**WHAT IS BEING ASKED**: Each record that follows must be given again without alteration.

(Stored data entries)
****************

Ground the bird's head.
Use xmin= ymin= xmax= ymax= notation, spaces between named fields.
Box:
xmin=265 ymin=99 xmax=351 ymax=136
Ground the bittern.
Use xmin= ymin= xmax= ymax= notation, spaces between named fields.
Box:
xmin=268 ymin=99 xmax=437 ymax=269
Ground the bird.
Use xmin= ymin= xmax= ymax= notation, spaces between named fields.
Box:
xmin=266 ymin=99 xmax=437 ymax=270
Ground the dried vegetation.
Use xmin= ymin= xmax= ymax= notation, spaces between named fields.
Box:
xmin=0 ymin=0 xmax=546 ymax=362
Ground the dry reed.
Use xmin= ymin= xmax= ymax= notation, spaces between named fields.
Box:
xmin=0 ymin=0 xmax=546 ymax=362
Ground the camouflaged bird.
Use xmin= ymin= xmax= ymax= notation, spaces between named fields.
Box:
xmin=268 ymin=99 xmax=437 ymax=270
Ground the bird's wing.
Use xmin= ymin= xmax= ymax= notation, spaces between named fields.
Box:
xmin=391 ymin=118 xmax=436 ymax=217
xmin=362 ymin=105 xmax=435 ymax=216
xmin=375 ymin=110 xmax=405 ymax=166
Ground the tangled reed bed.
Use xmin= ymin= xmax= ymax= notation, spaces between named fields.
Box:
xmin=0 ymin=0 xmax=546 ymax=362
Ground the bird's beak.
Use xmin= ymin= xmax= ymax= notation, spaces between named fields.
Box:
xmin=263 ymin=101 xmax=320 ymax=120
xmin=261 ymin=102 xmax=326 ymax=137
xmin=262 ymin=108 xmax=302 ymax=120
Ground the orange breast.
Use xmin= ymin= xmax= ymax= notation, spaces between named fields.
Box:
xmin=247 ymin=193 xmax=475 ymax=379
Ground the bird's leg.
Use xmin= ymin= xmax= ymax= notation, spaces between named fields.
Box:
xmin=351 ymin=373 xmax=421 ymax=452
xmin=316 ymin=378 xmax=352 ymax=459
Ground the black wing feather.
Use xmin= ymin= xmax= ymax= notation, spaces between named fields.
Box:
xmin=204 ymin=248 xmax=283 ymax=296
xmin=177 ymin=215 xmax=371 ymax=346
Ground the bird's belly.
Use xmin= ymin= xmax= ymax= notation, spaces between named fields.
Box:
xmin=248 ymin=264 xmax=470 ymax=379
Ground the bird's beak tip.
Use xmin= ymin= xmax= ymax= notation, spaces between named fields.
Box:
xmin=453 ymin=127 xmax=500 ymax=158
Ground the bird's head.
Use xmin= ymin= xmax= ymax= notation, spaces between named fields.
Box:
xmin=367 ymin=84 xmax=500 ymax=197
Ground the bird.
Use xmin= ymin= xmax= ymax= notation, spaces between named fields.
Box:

****************

**SOLUTION**:
Ground the bird's head.
Use xmin= ymin= xmax= ymax= notation, spaces between named fields.
Box:
xmin=265 ymin=99 xmax=351 ymax=136
Ground the bittern.
Use xmin= ymin= xmax= ymax= notation, spaces between named fields.
Box:
xmin=268 ymin=99 xmax=437 ymax=269
Ground the bird.
Use xmin= ymin= xmax= ymax= notation, spaces between named fields.
Box:
xmin=266 ymin=99 xmax=437 ymax=270
Ground the dried vegetation.
Use xmin= ymin= xmax= ymax= notation, spaces between named fields.
Box:
xmin=0 ymin=0 xmax=546 ymax=362
Ground the dry reed.
Use xmin= ymin= xmax= ymax= notation, spaces between named fields.
Box:
xmin=0 ymin=0 xmax=546 ymax=362
Ground the camouflaged bird.
Use xmin= ymin= xmax= ymax= notation, spaces between named fields.
Box:
xmin=268 ymin=99 xmax=437 ymax=270
Ground the bird's wing.
Use xmin= ymin= xmax= ymax= notation, spaces between named fields.
Box:
xmin=391 ymin=118 xmax=436 ymax=217
xmin=362 ymin=105 xmax=435 ymax=216
xmin=375 ymin=110 xmax=405 ymax=166
Ground the tangled reed bed.
Use xmin= ymin= xmax= ymax= notation, spaces between named fields.
Box:
xmin=0 ymin=0 xmax=546 ymax=362
Ground the bird's beak.
Use xmin= ymin= xmax= ymax= notation, spaces between named fields.
Box:
xmin=263 ymin=101 xmax=320 ymax=120
xmin=261 ymin=102 xmax=326 ymax=137
xmin=262 ymin=108 xmax=302 ymax=120
Ground the orange breast.
Use xmin= ymin= xmax= ymax= notation, spaces between named fields.
Box:
xmin=247 ymin=193 xmax=475 ymax=379
Ground the bird's leg.
Use xmin= ymin= xmax= ymax= notation, spaces between named fields.
Box:
xmin=351 ymin=373 xmax=421 ymax=452
xmin=316 ymin=378 xmax=352 ymax=459
Ground the black wing feather.
Use xmin= ymin= xmax= ymax= notation, spaces between named fields.
Box:
xmin=204 ymin=248 xmax=283 ymax=296
xmin=177 ymin=215 xmax=371 ymax=346
Ground the bird's belly.
Use xmin= ymin= xmax= ymax= notation, spaces between named fields.
Box:
xmin=248 ymin=264 xmax=470 ymax=379
Ground the bird's beak tip.
Use xmin= ymin= xmax= ymax= notation, spaces between named fields.
Box:
xmin=453 ymin=127 xmax=500 ymax=158
Ground the bird's head.
Use xmin= ymin= xmax= ymax= notation, spaces between named fields.
Box:
xmin=367 ymin=84 xmax=500 ymax=197
Ground the bird.
Use xmin= ymin= xmax= ymax= notation, spaces between named fields.
Box:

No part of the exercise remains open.